We've had this happens about 10 times since ~April 23. We hadn't noticed
 since our monitoring system had a bug.

> I'll start by investigating the crashes, and then later the checkpoint server
> unless the latter is causing you more problems.

Nope. The segfaults are definitely the more important problems.

Thanks,
-- 
Erik A. Espinoza
Systems Administrator
LIGO/Caltech - MS 18-34
Pasadena, CA 91125
Ph: 626-395-8517

===========================================================================
Date mail was appended: Tue May 15 13:51:59 2007 (1179255119)
Date: Tue, 15 May 2007 15:52:14 -0500
From: Peter Keller <psilord__AT__cs.wisc.edu>
To: condor-support response tracking system <condor-support__AT__cs.wisc.edu>
Subject: Re: [condor-support #1984] LIGO - condor_master/condor_startd crash

On Tue, May 15, 2007 at 01:51:59PM -0500, condor-support response tracking system wrote:
> We've had this happens about 10 times since ~April 23. We hadn't noticed
>  since our monitoring system had a bug.

I've gotten what I can out of the core files and must ask, would this path be
on an NFS or AFS server:

/ldcg/condor/sbin/condor_starter

Cause if so, then the server was probably down, causing the bus error.

Exercise objective
According to the email thread, why had the crashes gone unnoticed? The material that follows has no connection to the email thread.

Supplied material
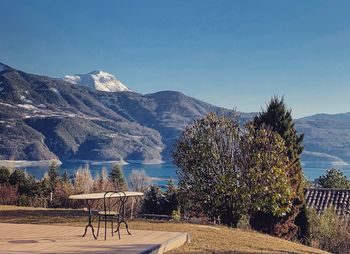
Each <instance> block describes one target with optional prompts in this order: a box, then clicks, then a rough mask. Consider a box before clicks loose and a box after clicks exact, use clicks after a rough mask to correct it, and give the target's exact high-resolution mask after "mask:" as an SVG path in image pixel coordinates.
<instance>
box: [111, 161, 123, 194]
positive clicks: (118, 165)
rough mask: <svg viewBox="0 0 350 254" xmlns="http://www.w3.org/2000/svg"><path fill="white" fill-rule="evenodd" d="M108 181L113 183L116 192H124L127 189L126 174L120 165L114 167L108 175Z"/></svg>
mask: <svg viewBox="0 0 350 254" xmlns="http://www.w3.org/2000/svg"><path fill="white" fill-rule="evenodd" d="M108 179H109V181H110V182H111V183H112V185H113V187H114V189H115V190H117V191H123V190H126V189H127V185H126V182H125V179H124V174H123V172H122V170H121V167H120V166H119V165H114V167H113V168H112V170H111V172H110V173H109V175H108Z"/></svg>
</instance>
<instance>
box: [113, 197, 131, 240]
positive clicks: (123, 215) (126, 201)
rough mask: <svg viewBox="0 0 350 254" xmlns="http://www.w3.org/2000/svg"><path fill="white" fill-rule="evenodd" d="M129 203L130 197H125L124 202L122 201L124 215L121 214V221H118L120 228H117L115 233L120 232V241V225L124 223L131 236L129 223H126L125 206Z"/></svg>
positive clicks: (122, 200)
mask: <svg viewBox="0 0 350 254" xmlns="http://www.w3.org/2000/svg"><path fill="white" fill-rule="evenodd" d="M127 201H128V197H125V198H124V199H123V200H122V204H121V205H122V213H121V220H120V219H118V227H117V230H116V231H114V233H116V232H118V236H119V239H120V225H121V224H122V223H124V224H125V227H126V232H128V234H129V235H131V233H130V231H129V225H128V223H127V222H126V220H125V204H126V202H127Z"/></svg>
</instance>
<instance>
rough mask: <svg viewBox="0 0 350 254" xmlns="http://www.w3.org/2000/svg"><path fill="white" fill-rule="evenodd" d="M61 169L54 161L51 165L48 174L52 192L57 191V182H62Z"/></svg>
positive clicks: (49, 181) (50, 188)
mask: <svg viewBox="0 0 350 254" xmlns="http://www.w3.org/2000/svg"><path fill="white" fill-rule="evenodd" d="M59 169H60V167H59V165H58V163H57V161H53V162H52V163H51V165H50V168H49V170H48V172H47V174H48V180H49V186H50V189H51V191H53V190H54V189H55V186H56V184H57V182H58V181H59V180H60V174H59Z"/></svg>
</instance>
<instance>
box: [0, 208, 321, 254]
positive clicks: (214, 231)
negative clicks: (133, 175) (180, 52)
mask: <svg viewBox="0 0 350 254" xmlns="http://www.w3.org/2000/svg"><path fill="white" fill-rule="evenodd" d="M1 222H6V223H36V224H48V223H49V224H54V223H60V224H62V223H63V224H66V225H72V226H83V225H85V223H86V212H85V211H81V210H69V209H43V208H24V207H14V206H0V223H1ZM129 225H130V228H131V229H146V230H164V231H179V232H188V233H190V235H191V238H192V243H190V244H187V245H185V246H183V247H181V248H179V249H176V250H174V251H172V252H171V253H222V254H223V253H326V252H323V251H321V250H318V249H313V248H309V247H306V246H304V245H301V244H297V243H293V242H290V241H285V240H282V239H279V238H275V237H271V236H269V235H265V234H260V233H257V232H254V231H248V230H240V229H232V228H227V227H223V226H204V225H195V224H189V223H171V222H148V221H140V220H133V221H130V223H129Z"/></svg>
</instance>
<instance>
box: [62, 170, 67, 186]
mask: <svg viewBox="0 0 350 254" xmlns="http://www.w3.org/2000/svg"><path fill="white" fill-rule="evenodd" d="M62 181H63V182H64V183H68V182H69V176H68V172H67V170H65V171H64V172H63V175H62Z"/></svg>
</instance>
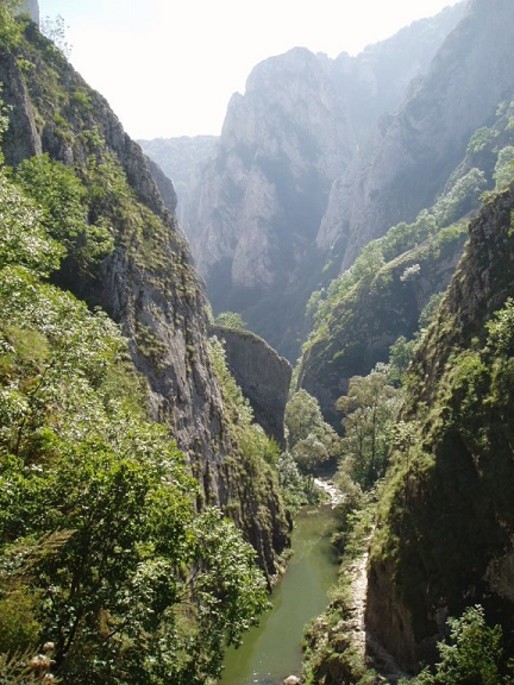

Exercise solution
Their monitoring system had a bug.